■ Task
Return all entries precisely as they stand, without the images.

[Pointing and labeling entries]
++++++++
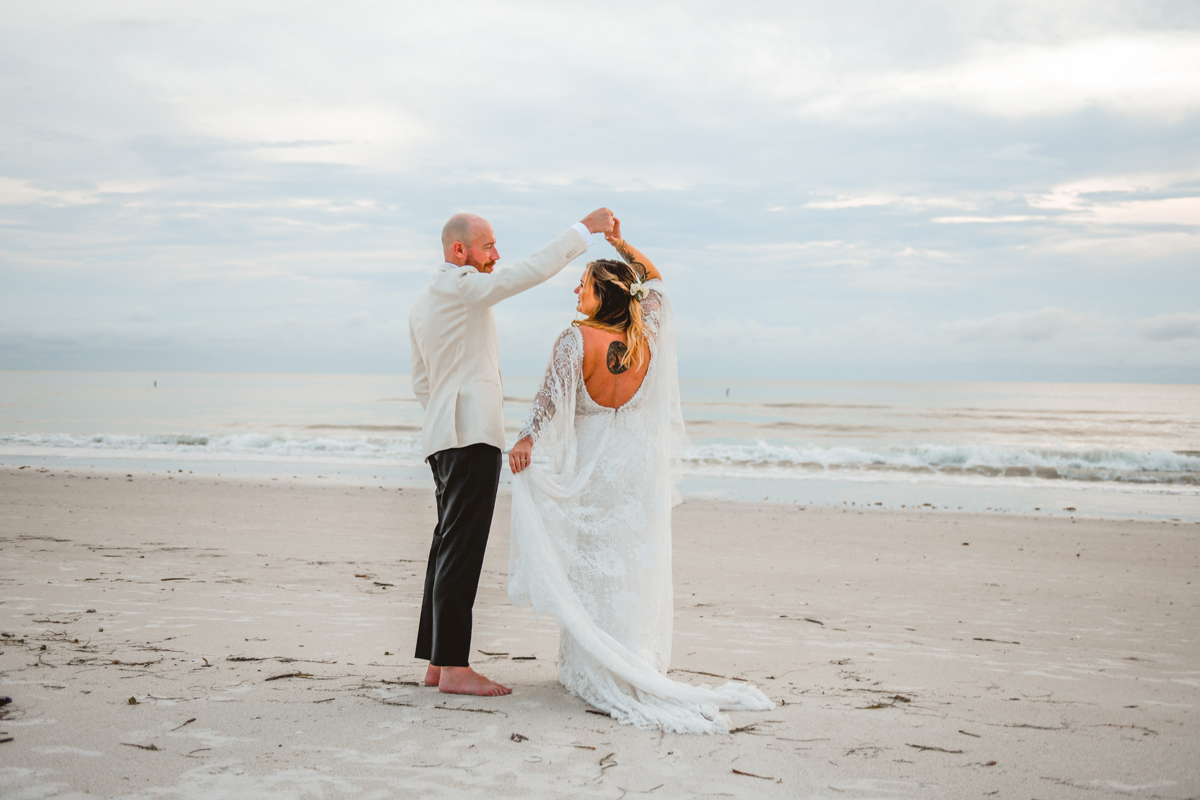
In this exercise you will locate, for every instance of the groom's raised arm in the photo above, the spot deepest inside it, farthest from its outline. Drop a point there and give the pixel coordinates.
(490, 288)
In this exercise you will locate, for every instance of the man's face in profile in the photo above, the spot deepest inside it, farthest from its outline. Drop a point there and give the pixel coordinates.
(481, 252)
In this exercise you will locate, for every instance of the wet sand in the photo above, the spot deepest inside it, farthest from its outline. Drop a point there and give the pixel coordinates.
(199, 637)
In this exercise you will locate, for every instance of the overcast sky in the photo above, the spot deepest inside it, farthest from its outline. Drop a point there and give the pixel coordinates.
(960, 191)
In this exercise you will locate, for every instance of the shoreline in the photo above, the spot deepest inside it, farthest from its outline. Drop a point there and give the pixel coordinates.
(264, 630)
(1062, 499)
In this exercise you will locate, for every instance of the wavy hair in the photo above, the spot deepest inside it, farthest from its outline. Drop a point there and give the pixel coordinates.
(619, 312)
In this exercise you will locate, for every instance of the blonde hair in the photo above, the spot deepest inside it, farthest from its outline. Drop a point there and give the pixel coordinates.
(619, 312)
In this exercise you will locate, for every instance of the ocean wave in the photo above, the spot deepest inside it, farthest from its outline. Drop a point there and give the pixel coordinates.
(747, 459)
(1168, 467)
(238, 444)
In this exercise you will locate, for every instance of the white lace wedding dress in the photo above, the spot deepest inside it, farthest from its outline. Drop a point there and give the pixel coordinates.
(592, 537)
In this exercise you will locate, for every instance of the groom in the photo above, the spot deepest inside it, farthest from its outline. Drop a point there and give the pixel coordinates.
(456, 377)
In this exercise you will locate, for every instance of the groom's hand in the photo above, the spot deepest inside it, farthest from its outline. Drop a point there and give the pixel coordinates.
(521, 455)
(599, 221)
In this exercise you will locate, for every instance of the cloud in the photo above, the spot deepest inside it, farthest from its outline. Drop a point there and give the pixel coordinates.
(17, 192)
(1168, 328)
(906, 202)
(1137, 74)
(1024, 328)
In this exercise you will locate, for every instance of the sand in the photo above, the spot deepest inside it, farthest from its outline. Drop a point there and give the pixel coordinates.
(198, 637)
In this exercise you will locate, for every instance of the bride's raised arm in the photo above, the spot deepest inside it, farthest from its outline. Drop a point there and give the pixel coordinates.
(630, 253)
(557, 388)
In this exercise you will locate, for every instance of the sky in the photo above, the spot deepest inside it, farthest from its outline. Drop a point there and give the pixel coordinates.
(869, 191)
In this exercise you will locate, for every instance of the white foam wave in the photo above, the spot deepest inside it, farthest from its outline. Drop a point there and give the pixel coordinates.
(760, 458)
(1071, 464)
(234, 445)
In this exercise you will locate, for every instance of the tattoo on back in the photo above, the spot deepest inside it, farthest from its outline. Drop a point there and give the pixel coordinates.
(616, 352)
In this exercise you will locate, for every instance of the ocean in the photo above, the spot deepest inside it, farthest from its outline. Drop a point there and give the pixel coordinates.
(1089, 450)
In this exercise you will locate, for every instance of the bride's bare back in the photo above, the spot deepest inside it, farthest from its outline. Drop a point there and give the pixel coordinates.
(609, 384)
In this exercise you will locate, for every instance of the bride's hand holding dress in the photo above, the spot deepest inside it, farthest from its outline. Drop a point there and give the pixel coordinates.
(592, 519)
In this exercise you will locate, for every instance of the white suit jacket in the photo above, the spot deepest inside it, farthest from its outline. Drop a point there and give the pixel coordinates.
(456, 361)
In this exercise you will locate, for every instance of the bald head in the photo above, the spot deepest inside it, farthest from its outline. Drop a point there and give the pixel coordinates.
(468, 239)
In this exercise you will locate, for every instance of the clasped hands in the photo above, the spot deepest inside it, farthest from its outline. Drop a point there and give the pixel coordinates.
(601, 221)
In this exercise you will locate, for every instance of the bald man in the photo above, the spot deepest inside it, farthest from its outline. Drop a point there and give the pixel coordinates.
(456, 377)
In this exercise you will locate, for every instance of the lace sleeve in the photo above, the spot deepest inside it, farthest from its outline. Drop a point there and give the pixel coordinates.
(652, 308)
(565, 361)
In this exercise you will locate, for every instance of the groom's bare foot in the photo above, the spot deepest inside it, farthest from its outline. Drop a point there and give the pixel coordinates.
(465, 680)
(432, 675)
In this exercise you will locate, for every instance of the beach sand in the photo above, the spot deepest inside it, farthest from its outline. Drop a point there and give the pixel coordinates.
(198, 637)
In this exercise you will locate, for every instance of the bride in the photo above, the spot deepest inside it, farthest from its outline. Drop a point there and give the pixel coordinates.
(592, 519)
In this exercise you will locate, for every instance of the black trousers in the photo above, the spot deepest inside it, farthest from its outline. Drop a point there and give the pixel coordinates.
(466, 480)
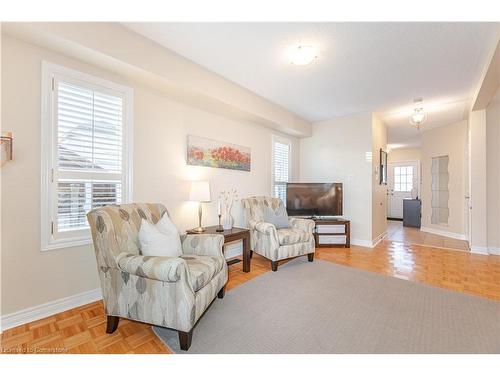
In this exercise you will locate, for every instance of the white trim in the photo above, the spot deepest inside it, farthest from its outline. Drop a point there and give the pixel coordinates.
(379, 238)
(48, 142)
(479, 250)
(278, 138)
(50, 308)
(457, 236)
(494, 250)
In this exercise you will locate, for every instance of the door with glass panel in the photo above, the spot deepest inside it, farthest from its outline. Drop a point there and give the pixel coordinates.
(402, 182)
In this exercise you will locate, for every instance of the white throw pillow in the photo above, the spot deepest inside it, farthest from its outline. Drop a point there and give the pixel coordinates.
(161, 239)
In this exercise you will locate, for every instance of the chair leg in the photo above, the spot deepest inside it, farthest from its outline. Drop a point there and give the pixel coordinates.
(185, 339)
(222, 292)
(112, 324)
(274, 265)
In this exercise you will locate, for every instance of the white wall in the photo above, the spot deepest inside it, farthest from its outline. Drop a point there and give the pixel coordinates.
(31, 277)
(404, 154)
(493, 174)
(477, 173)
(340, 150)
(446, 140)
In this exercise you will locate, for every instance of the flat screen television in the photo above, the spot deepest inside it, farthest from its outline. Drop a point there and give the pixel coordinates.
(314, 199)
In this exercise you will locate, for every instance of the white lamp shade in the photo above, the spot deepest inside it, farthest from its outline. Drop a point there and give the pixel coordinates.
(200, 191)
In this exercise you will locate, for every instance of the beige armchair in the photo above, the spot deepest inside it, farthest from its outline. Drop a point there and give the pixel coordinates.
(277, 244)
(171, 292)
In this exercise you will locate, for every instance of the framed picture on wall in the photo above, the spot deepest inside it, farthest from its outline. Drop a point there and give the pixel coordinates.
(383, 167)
++++++++
■ Answer below
In this exercise you will locate, for every instance of the groom's raised arm in the photo above, the spot deepest inside it, farthest from its outline. Drop a point there and give the pixel coordinates.
(490, 288)
In this exercise you will locate, for every instance of the man's face in profile in the photo above, the spot deepest inside it, farthest from its outline. Drop a point there and give the pixel coordinates.
(481, 252)
In this exercise you will locate, for every instance of the wet sand in the photo above, the spot deepest inside it, farthest from its outline. Drop a point there and give the pixel coordinates.
(199, 637)
In this exercise you will locate, for every instance of the overcast sky in the photo above, the spot deepest inside it, farthest from its outline. Drop a point there and give the pixel coordinates.
(960, 191)
In this exercise you will locate, for every instance of the shoreline in the photo above, the spot deepest inside it, farthest from its outline. Drop a point there and give the pixel coordinates.
(264, 630)
(1062, 499)
In this exercise you will locate, for every instance of the wavy hair in the photo above, the spot deepest inside it, farthest from its outline. Drop a point there and give the pixel coordinates.
(619, 312)
In this exercise you will locate, for every instance of the blonde hair in the photo above, the spot deepest inside it, farthest from its outline. Drop a point there and give the pixel coordinates.
(619, 312)
In this exercise you will locate, for every instance of the ocean wave in the photo above, the spot deepest inside it, farthest from its outline. Drop a point there and give the pixel coordinates.
(747, 459)
(1168, 467)
(238, 444)
In this exercise you will locate, for every instance of the white lace wedding dress in the photo above, the spot deepest inside it, farthest from its outline. Drop a point there and give the pixel coordinates.
(592, 537)
In this exercise you will locate, for every instance of the groom in the photo above, the spot deepest inside it, farthest from its outline. Drop a point there and give the pixel coordinates.
(456, 377)
In this exercise you will locate, for every instance of the groom's hand in the photo above, the spot deepest inside it, farthest from its outline. Drop a point there and give the pixel coordinates.
(521, 455)
(599, 221)
In this exercise you will locate, for every instance of the cloud in the photo above, the spot deepest inside it, farthest from its outline. Drop a point there and give the pixel coordinates.
(17, 192)
(1168, 328)
(906, 202)
(1137, 74)
(1024, 328)
In this exercise you will locate, for every instance of the sand in the photo above, the spot deepest inside it, farthest from its outline. Drop a point there and give the pixel coordinates.
(198, 637)
In this exercise you will locate, for every instance of the bride's raised arm in the photo above, the spot deepest inside it, farthest from its outline. Drop a point there and give the pixel coordinates.
(630, 253)
(557, 388)
In this exercise you will locate, for every instance of the sky in the photo above, the spot deepest inside it, farthest from its outline. Drop a point there and give the pixel coordinates.
(869, 191)
In this exercise you will locate, for every instance of the white foam wave in the photo above, the spot deepest inside it, farthest from its outline. Drop a point there and give the pixel coordinates.
(760, 458)
(1071, 464)
(234, 445)
In this exercise you will locate, for every instance of the tattoo on back in the photo above, the spot deepest inside it, farthest from its outline. Drop a point there and give the pixel coordinates.
(616, 352)
In this exercise you will locate, for every instance of the ocean in the photo above, the spot deepest inside it, farthest from its outline. Drop a point there and give the pixel coordinates.
(1089, 450)
In this exercise you will locate, for every instance of the bride's bare back in the photo above, the spot deepest inside it, farthest from its outline. Drop a point there and give the pixel coordinates.
(609, 384)
In this exercise you will locate, for every instance of the bride's hand holding dress in the photo above, the spot deepest inside it, farthest from its outline. Drop a point there and give the pixel coordinates.
(592, 519)
In this exercise you will locate, for every instance of the white suit jacket in the photo above, the spot deepest inside it, farthest from its outline. Drop a point there and give the pixel coordinates.
(456, 361)
In this exercise you will locate, for every instance of the bald head in the photo above, the spot deepest inside it, farthest from its outline. Drop a point there and give the pixel coordinates.
(468, 239)
In this exercise you will locate, for every instance of the clasped hands in the photo above, the spot deepest inside it, farthest from its outline. Drop a point there and give the pixel coordinates.
(601, 221)
In this exercise you will locate, for every instance of the bald man in the photo above, the spot deepest inside it, farthest from its outline. Drop a point there and give the pixel coordinates.
(456, 377)
In this exercise you will locate, for every instance of the lace sleeve in the photo above, the spot deepest inside it, farthest from its outline. Drop a point there and give the pixel coordinates.
(652, 308)
(565, 361)
In this exercise you will locate, for every instance of the groom's bare foot in the photo above, the spot deepest inside it, farthest from its outline. Drop a point there and give the pixel coordinates.
(465, 680)
(432, 675)
In this exercise you will locate, for every instance of the beach sand in the photo above, the spot deepest inside it, farthest from its outline. Drop a point there and give the pixel coordinates.
(198, 637)
In this exercise you will locate, for every instance of the bride in the photo above, the spot deepest inside it, farthest from its outline. Drop a point there and give the pixel coordinates.
(592, 519)
In this exercise you will locate, for every instance of the black trousers in the photo above, the spot deepest inside it, farthest from its outline. Drop a point there and give the pixel coordinates.
(466, 480)
In this exercise you will locate, for every instance of the white trim in the photo above, the spot deepest inside it, farthest from its outline. Drop a point there and give the pixel coordinates.
(379, 238)
(48, 142)
(479, 250)
(278, 138)
(50, 308)
(457, 236)
(494, 250)
In this exercise you will locate, for every instance of the door with glass panel in the photo above, the spot deepest inside it, farthest from its outline. Drop a point there and give the pixel coordinates.
(402, 182)
In this exercise you will locate, for every instance of the white throw pillow in the photo above, the spot deepest inside it, farthest from its outline. Drop a point there and give the pixel coordinates.
(161, 239)
In this exercise you will locate, for every instance of the chair leg in the photo above, the spot deepest inside it, farthest from its outline. Drop a point there and give the pixel coordinates.
(185, 339)
(222, 292)
(112, 324)
(274, 265)
In this exercise you will locate, for every instance of the white wall in the photo above, the spot deepest inside it, farthest from its outline. Drop a point there and give the pixel coordinates.
(31, 277)
(404, 154)
(493, 174)
(477, 173)
(340, 150)
(446, 140)
In this exercise you will locate, for every instance of the flat screen television in the photo above, the spot deepest inside it, farthest from its outline. Drop a point there and give the pixel coordinates.
(314, 199)
In this exercise you will locate, for every instance of the white lamp shade in the photo above, the spot deepest inside it, farthest from its outline. Drop a point there and give the pixel coordinates.
(200, 191)
In this exercise you will locate, for every instance of the beige armchair in the photo above, the spot deepest inside it, farthest from its outline. Drop a point there and give the pixel coordinates.
(277, 244)
(171, 292)
In this exercise you will locate, for every instance of the framed picture on wall in the photo above, the spot deepest inside it, farthest from its outline. Drop a point there and give the pixel coordinates.
(383, 167)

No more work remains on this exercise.